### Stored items
^^^^^^^^^^^^^^^^
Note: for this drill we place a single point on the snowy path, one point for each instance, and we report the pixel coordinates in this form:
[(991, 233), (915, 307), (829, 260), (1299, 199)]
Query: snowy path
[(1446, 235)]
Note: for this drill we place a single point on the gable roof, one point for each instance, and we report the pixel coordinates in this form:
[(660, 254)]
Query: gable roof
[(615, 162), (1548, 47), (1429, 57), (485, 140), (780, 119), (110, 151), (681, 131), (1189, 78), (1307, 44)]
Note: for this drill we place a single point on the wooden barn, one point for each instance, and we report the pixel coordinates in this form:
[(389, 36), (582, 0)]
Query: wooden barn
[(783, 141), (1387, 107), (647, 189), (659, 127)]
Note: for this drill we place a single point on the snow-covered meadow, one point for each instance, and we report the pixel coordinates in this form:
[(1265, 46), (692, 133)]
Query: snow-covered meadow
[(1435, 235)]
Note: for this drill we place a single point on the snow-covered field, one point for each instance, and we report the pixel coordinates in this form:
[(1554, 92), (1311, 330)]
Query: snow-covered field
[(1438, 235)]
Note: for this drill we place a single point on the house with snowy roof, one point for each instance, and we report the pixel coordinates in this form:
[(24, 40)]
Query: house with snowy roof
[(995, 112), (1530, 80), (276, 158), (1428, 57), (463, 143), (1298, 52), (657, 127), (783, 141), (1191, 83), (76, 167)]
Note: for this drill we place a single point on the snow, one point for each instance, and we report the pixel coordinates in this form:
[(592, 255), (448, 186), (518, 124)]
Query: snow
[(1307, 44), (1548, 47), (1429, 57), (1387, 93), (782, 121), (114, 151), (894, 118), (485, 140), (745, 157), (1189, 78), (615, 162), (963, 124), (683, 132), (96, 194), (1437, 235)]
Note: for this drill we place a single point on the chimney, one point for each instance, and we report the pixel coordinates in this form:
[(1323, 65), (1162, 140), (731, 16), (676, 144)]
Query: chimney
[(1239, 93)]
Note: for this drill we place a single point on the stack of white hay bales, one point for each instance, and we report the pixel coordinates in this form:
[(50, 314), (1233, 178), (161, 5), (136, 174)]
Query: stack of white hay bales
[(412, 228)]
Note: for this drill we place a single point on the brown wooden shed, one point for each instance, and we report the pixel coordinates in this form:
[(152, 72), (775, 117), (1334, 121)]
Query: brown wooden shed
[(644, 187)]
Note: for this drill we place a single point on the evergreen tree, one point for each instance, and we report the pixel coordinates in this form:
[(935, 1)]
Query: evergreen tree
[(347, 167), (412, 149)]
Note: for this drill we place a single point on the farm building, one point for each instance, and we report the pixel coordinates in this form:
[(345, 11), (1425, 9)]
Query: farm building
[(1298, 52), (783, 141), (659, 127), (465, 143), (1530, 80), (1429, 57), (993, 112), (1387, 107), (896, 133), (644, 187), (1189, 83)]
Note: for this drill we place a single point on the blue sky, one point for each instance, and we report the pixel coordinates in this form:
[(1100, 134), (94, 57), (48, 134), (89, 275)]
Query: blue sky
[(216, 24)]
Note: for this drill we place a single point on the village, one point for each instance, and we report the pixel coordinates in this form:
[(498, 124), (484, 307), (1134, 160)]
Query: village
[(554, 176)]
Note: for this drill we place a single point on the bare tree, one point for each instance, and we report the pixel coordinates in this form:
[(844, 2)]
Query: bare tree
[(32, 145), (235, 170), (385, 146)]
^^^^^^^^^^^^^^^^
### PROBLEM DESCRIPTION
Reproduce exactly the entries above, limited to the lines from the one with "on the brown" through the one with "on the evergreen", both included.

### RESPONSE FOR THIS EXERCISE
Note: for this drill we place a single point on the brown wooden shed, one point for each instance, and we report the pixel coordinates in this form:
[(152, 72), (775, 117), (1334, 121)]
Query: brown wooden shed
[(644, 187)]
Note: for this drill we place a single point on the evergreen tree, one point for each instance, and we report the pixel coordinates in this form:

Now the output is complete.